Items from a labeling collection
###
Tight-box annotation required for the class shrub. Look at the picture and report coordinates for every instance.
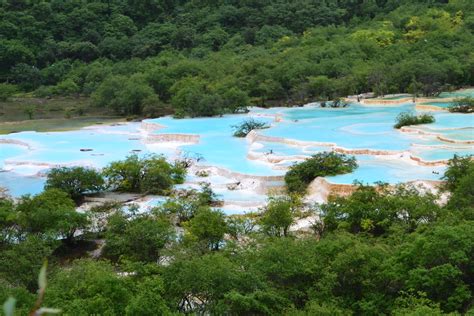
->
[394,112,435,128]
[0,83,17,101]
[103,155,186,194]
[232,119,269,137]
[45,167,104,202]
[448,97,474,113]
[285,152,357,193]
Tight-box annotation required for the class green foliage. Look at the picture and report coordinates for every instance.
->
[45,167,104,202]
[0,0,474,117]
[92,75,159,115]
[260,197,298,237]
[232,119,269,137]
[285,152,357,193]
[125,276,172,316]
[154,183,217,226]
[45,260,132,315]
[0,235,58,292]
[443,155,474,210]
[185,207,227,250]
[322,184,441,236]
[16,189,88,242]
[449,97,474,113]
[0,83,17,101]
[103,155,186,194]
[393,112,435,128]
[0,0,474,315]
[103,211,174,262]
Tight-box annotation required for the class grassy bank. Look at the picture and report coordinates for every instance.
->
[0,97,125,134]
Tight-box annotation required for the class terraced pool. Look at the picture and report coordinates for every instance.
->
[0,100,474,210]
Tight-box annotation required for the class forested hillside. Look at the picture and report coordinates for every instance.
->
[0,0,474,117]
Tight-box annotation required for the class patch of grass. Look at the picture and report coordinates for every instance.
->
[0,95,124,134]
[393,112,435,129]
[0,117,124,134]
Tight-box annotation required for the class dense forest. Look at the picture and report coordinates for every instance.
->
[0,156,474,315]
[0,0,474,117]
[0,0,474,316]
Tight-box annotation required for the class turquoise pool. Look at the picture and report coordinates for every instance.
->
[0,104,474,200]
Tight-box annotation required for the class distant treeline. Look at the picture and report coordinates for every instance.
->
[0,0,474,116]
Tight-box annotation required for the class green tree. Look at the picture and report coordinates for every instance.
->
[103,155,186,194]
[16,189,88,242]
[45,259,132,315]
[260,197,296,237]
[125,276,172,316]
[0,83,17,101]
[285,152,357,193]
[185,207,227,250]
[45,167,105,203]
[104,212,174,262]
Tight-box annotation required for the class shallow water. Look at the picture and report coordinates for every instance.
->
[0,104,474,202]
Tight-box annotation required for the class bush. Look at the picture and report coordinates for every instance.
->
[393,112,435,129]
[232,119,269,137]
[103,155,186,194]
[45,167,104,203]
[0,83,17,101]
[448,97,474,113]
[285,152,357,193]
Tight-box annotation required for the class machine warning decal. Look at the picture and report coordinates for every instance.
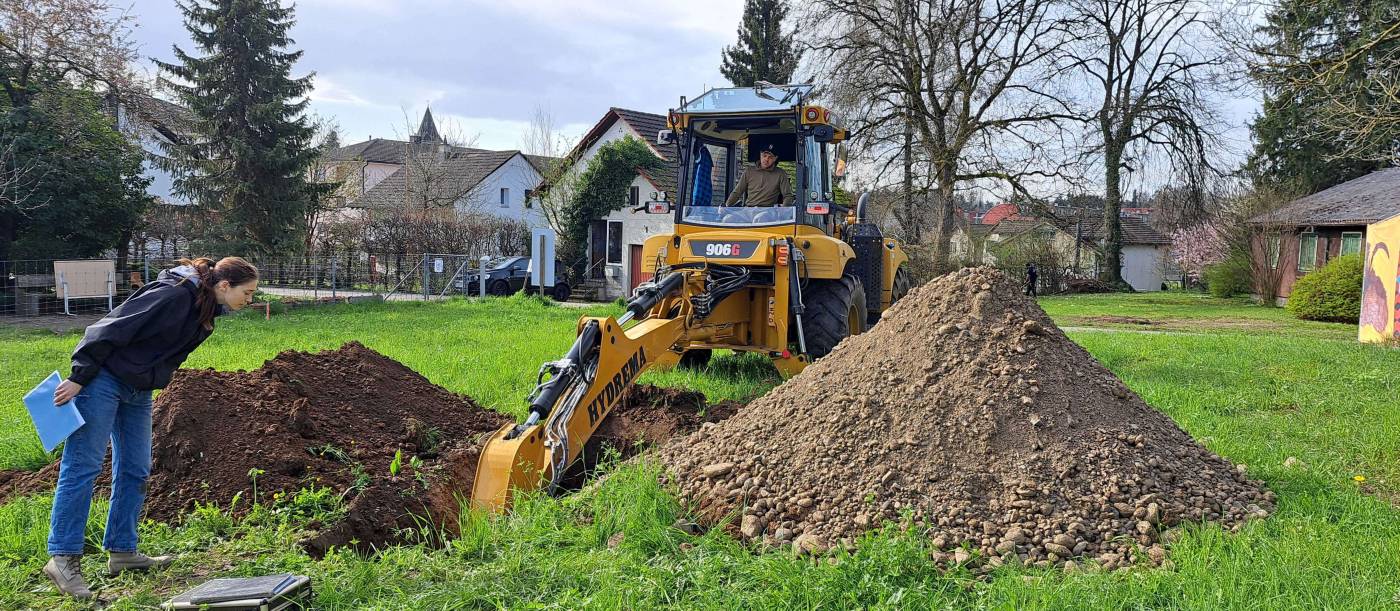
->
[690,240,759,259]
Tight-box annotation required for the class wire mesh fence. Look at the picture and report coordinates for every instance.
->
[0,252,520,318]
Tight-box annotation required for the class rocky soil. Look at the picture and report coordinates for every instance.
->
[659,268,1274,569]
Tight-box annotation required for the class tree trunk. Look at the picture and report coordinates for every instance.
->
[0,212,14,259]
[1099,147,1127,287]
[904,119,924,244]
[932,171,956,275]
[116,230,132,273]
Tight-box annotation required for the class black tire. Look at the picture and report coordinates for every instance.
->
[549,282,574,301]
[802,275,869,359]
[676,348,714,370]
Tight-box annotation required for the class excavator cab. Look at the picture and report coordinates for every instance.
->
[472,83,910,510]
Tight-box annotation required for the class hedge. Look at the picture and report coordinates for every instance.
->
[1288,255,1362,322]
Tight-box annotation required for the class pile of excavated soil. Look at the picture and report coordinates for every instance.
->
[0,342,735,555]
[661,268,1274,568]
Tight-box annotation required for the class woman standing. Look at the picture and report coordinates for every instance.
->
[43,256,258,598]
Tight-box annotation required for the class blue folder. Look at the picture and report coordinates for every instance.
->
[24,371,84,451]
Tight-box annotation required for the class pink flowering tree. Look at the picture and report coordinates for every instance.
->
[1170,220,1229,282]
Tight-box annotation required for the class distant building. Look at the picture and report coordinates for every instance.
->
[329,109,549,227]
[546,108,694,300]
[1249,168,1400,300]
[951,214,1172,291]
[108,94,195,206]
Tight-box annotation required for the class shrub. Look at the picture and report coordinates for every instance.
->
[1203,254,1252,297]
[1288,255,1362,322]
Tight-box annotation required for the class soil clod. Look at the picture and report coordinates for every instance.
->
[661,268,1273,566]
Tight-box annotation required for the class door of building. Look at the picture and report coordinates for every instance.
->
[627,244,651,294]
[588,220,608,280]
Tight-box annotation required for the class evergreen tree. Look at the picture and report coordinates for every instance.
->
[160,0,323,255]
[1246,0,1400,193]
[720,0,802,87]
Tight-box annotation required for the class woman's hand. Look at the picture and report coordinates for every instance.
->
[53,380,83,405]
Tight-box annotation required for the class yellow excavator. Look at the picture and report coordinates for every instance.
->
[472,83,910,512]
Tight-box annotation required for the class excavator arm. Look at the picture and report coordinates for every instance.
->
[472,270,689,512]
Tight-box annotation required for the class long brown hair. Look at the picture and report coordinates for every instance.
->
[179,256,258,331]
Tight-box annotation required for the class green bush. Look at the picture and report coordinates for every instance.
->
[1288,255,1362,322]
[1201,255,1252,297]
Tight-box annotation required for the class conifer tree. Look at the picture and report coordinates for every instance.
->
[1246,0,1400,193]
[720,0,802,87]
[160,0,322,255]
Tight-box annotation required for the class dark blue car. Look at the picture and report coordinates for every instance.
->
[452,256,571,301]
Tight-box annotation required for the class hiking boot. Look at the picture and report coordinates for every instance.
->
[106,552,175,577]
[43,556,92,600]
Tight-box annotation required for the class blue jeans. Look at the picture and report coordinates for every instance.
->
[49,369,151,556]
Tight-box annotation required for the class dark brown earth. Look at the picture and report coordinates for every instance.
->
[0,342,736,555]
[659,268,1274,569]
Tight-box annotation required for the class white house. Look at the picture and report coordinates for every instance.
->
[557,108,711,300]
[330,111,549,228]
[108,94,193,206]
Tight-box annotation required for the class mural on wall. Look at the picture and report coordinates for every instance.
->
[1357,216,1400,342]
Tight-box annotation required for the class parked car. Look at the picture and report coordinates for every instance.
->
[452,256,573,301]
###
Transcribe the whole listing exactly. Pictures are excluded.

## THE SOLUTION
Tight-box annotation required for the class shrub. Look at the picture and report coordinates for every instance.
->
[394,112,435,128]
[0,83,17,101]
[103,155,186,194]
[232,119,269,137]
[45,167,104,202]
[448,97,474,113]
[285,152,357,193]
Tight-box annotation required for the class green foliage. Look at the picture and report coordinates for every instance.
->
[45,167,104,202]
[0,0,474,117]
[92,75,159,115]
[260,197,298,237]
[232,119,269,137]
[285,152,357,193]
[125,276,172,316]
[154,183,217,226]
[45,260,132,315]
[0,235,58,292]
[443,155,474,210]
[185,207,227,250]
[322,184,441,236]
[16,189,88,242]
[449,97,474,113]
[0,83,17,101]
[103,155,186,194]
[393,112,435,128]
[0,0,474,315]
[103,211,174,262]
Tight-box annotation required for the class grassy bank. Look at the picture and report coordinates for every instance.
->
[0,97,125,134]
Tight-box annotation required for the class terraced pool. Look at the picture and report coordinates for every instance.
->
[0,100,474,210]
Tight-box annotation required for the class forested hillside. Look at the picture and report coordinates for every instance.
->
[0,0,474,117]
Tight-box annotation required for the class patch of grass. Look at the picture and report coordinates for every instance.
->
[0,95,124,134]
[393,112,435,129]
[0,117,124,134]
Tight-box annotation required for the class dense forest. Look at the picture and report coordinates for every instance.
->
[0,156,474,315]
[0,0,474,117]
[0,0,474,316]
Tight-box annotation required for the class turquoise pool. Look at the picture and report coordinates for every instance.
->
[0,104,474,200]
Tight-box annotation required for the class distant treeline. Look at the picture and report coordinates for every instance.
->
[0,0,474,116]
Tight-box annotation required for the class green tree. Look at the picture and report coordinates for every instance.
->
[103,155,186,194]
[16,189,88,242]
[45,259,132,315]
[260,197,296,237]
[125,276,172,316]
[0,83,17,101]
[285,152,357,193]
[185,207,227,250]
[45,167,105,203]
[104,212,174,262]
Tight-box annotation required for the class shallow water. Look at the picture and report coordinates for every instance.
->
[0,104,474,202]
Tight-box annotation required for the class bush. Look at the picture and report coordinates for every instance.
->
[393,112,435,129]
[232,119,269,137]
[103,155,186,194]
[45,167,104,203]
[0,83,17,101]
[448,97,474,113]
[285,152,357,193]
Tight-box annotation required for the class machine warning decal. Look at the picture and report coordinates for every instance.
->
[690,240,759,259]
Tight-box annotation required for the class wire mesh fence. Look at the picture and report coordinates for every instance.
->
[0,252,520,318]
Tight-box annotation required for the class rocky soil. Look at the picture and report coordinates for every instance.
->
[659,268,1274,569]
Tight-box annotation required for the class tree trunk. Look at the picture and report coordinates for every instance.
->
[0,212,14,259]
[1099,147,1127,287]
[904,119,924,244]
[932,171,956,275]
[116,230,132,273]
Tight-box annotation required for the class black tire. Look at the picture and report coordinates for every instance.
->
[549,282,574,301]
[802,275,869,359]
[676,348,714,370]
Tight-box annotation required for the class excavator cab. Look at the picture and report coordinates for every instance.
->
[472,83,910,510]
Tight-box annotation required for the class hedge. Look at the picture and report coordinates for every instance.
->
[1288,255,1362,322]
Tight-box annotation required for the class pile of excavated soil. Look at the picture and report coordinates for every instance.
->
[0,342,735,555]
[661,268,1274,568]
Tight-box annotation required for the class woman standing. Look at the picture and report coordinates for every instance.
->
[43,256,258,598]
Tight-box annotation required for the class blue folder. Look at the picture and report coordinates for every instance.
->
[24,371,84,451]
Tight-box annotation required for the class pink flowering tree. Look at the picture and report coordinates for every instance.
->
[1170,220,1229,282]
Tight-box annotation required for the class distant building. Look at the picture and report coordinates for every instance.
->
[329,109,549,227]
[546,108,694,300]
[1249,168,1400,300]
[951,214,1172,291]
[108,94,195,206]
Tight-box annotation required for the class shrub. Look at the picture and report coordinates for every instance.
->
[1203,254,1252,297]
[1288,255,1362,322]
Tight-box annotation required for the class soil clod. Look at the picture and report coordinates for every instance.
->
[661,268,1273,566]
Tight-box annotation required for the class door of building. Look at the picture and report coordinates for every instance.
->
[627,244,651,294]
[588,220,608,280]
Tight-box annotation required for the class evergreen tree. Look at the picture and report coordinates for every instance.
->
[160,0,323,255]
[1246,0,1400,193]
[720,0,802,87]
Tight-box annotation required for the class woman's hand. Look at the picture and report coordinates for every instance.
->
[53,380,83,405]
Tight-box annotation required for the class yellow excavator. Look at the picture and report coordinates for every instance.
->
[472,83,910,512]
Tight-box annotation required for the class excavator arm. Look at the picture and report coordinates for every instance.
->
[472,270,689,512]
Tight-box annotation required for the class long brown hair. Look at the picture and report coordinates for every instance.
->
[179,256,258,331]
Tight-box annotation required for the class green bush. Look at the picture and report coordinates for every instance.
->
[1288,255,1362,322]
[1201,255,1252,297]
Tight-box annotation required for the class conifer tree. Look at the picture and report coordinates for every instance.
->
[1246,0,1400,193]
[720,0,802,87]
[160,0,322,255]
Tight-box annotation required for the class dark blue car. Look at the picture and report coordinates for every instance.
->
[452,256,571,301]
Tight-box annotation required for the class hiking boot. Look at the picture and report coordinates for every instance.
->
[106,552,175,577]
[43,556,92,600]
Tight-box annotation required for the class blue jeans. Look at the picture and report coordinates for every instance.
->
[49,369,151,556]
Tight-box annotation required for the class dark brown earth. Look at the picture and report coordinates for every instance.
->
[0,342,736,555]
[659,268,1274,569]
Tight-box annotation required for the class white house. Look at the picture and report coordinates for every instance.
->
[557,108,711,300]
[330,111,549,228]
[108,94,193,206]
Tight-box annotation required for the class mural on wall. Look at the picture and report coordinates for every instance.
->
[1357,216,1400,342]
Tight-box annotation required for the class parked car. Look at the picture and report coordinates for every instance.
->
[452,256,573,301]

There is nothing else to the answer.